- _Passage to read_:
----
But 1996 became a swing year for AIDS patients like Rae who’d been hanging on by a few tattered T cells, planning their funerals. Suddenly, with a new class of medications—protease inhibitors—on the market, drug cocktails became the first regimens that were really effective. “We now had three classes of medications, so we could hit the virus lots of different ways,” says Cohen. “That’s when we saw real change. Instead of just keeping people bumping around for a while, the drugs helped them start living and working again.”
That year, New York City therapist Robert Levithan remembers, “there was this kind of shock. People would come into my office saying, ‘I’ve been waiting to die’—they’d gone into debt, sold their life insurance, lived out all their dreams—and nothing was organized around ‘I could be here in 20 years.’ For some, the idea of readjusting again seemed harder than dying.” Levithan, who counsels HIV patients privately and at the nonprofit Friends in Deed, has been a patient himself since the early '80s, and was near death in the mid-'90s when he won a lottery and got early access to Crixivan, one of the first protease inhibitors. “I looked at it and went, ‘That’s what I’ve been waiting for,’” he says, today in good health.
For Rae, the ride was rougher. Just out of the hospital with her third round of PCP when she went on a protease inhibitor called ritonavir, she got so sick—”I’m talking about getting up at 5 in the morning and sitting in the bathroom bent over,” she says—at one point, she called Cohen and announced she was quitting the drugs. “I had decided that the quality of my life was more important than how long I could live.” A few weeks later when she went in for an appointment, her labs were bleak. Eight T cells. Cohen said, “You have to get back on the medicine.”
Rae held fast; she was done. Cohen, usually matter-of-fact, went ballistic.
----
- _Provided records_:
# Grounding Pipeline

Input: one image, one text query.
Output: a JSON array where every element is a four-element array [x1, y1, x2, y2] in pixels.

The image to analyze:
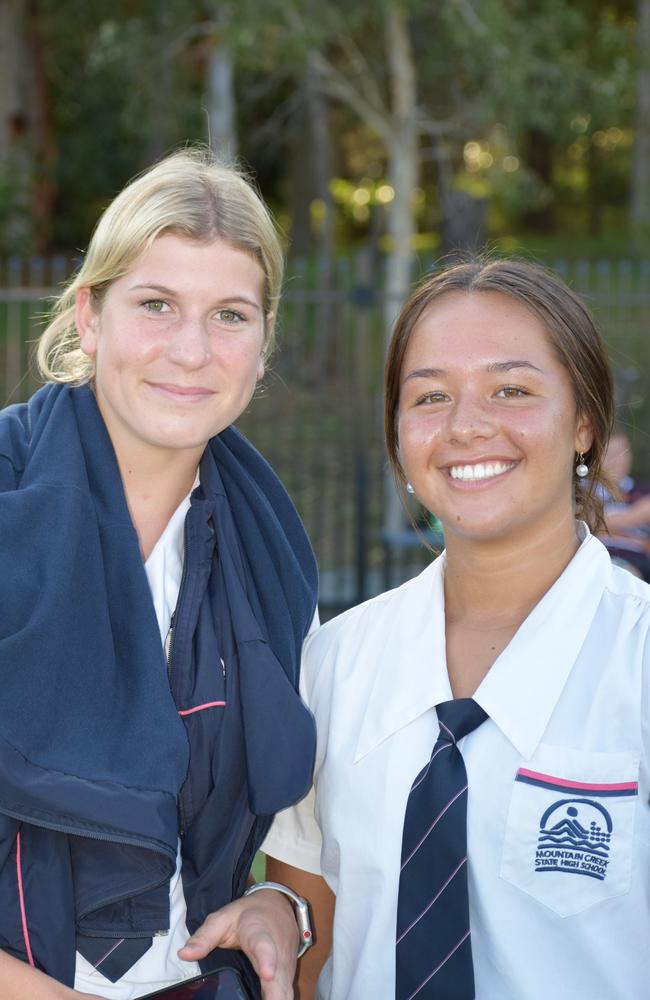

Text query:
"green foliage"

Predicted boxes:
[[0, 0, 636, 250]]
----
- _What you are asked to do_: Retype the passage above about AIDS patients and the arrival of protease inhibitors in 1996, word for word and in full.

- _The answer_:
But 1996 became a swing year for AIDS patients like Rae who’d been hanging on by a few tattered T cells, planning their funerals. Suddenly, with a new class of medications—protease inhibitors—on the market, drug cocktails became the first regimens that were really effective. “We now had three classes of medications, so we could hit the virus lots of different ways,” says Cohen. “That’s when we saw real change. Instead of just keeping people bumping around for a while, the drugs helped them start living and working again.”
That year, New York City therapist Robert Levithan remembers, “there was this kind of shock. People would come into my office saying, ‘I’ve been waiting to die’—they’d gone into debt, sold their life insurance, lived out all their dreams—and nothing was organized around ‘I could be here in 20 years.’ For some, the idea of readjusting again seemed harder than dying.” Levithan, who counsels HIV patients privately and at the nonprofit Friends in Deed, has been a patient himself since the early '80s, and was near death in the mid-'90s when he won a lottery and got early access to Crixivan, one of the first protease inhibitors. “I looked at it and went, ‘That’s what I’ve been waiting for,’” he says, today in good health.
For Rae, the ride was rougher. Just out of the hospital with her third round of PCP when she went on a protease inhibitor called ritonavir, she got so sick—”I’m talking about getting up at 5 in the morning and sitting in the bathroom bent over,” she says—at one point, she called Cohen and announced she was quitting the drugs. “I had decided that the quality of my life was more important than how long I could live.” A few weeks later when she went in for an appointment, her labs were bleak. Eight T cells. Cohen said, “You have to get back on the medicine.”
Rae held fast; she was done. Cohen, usually matter-of-fact, went ballistic.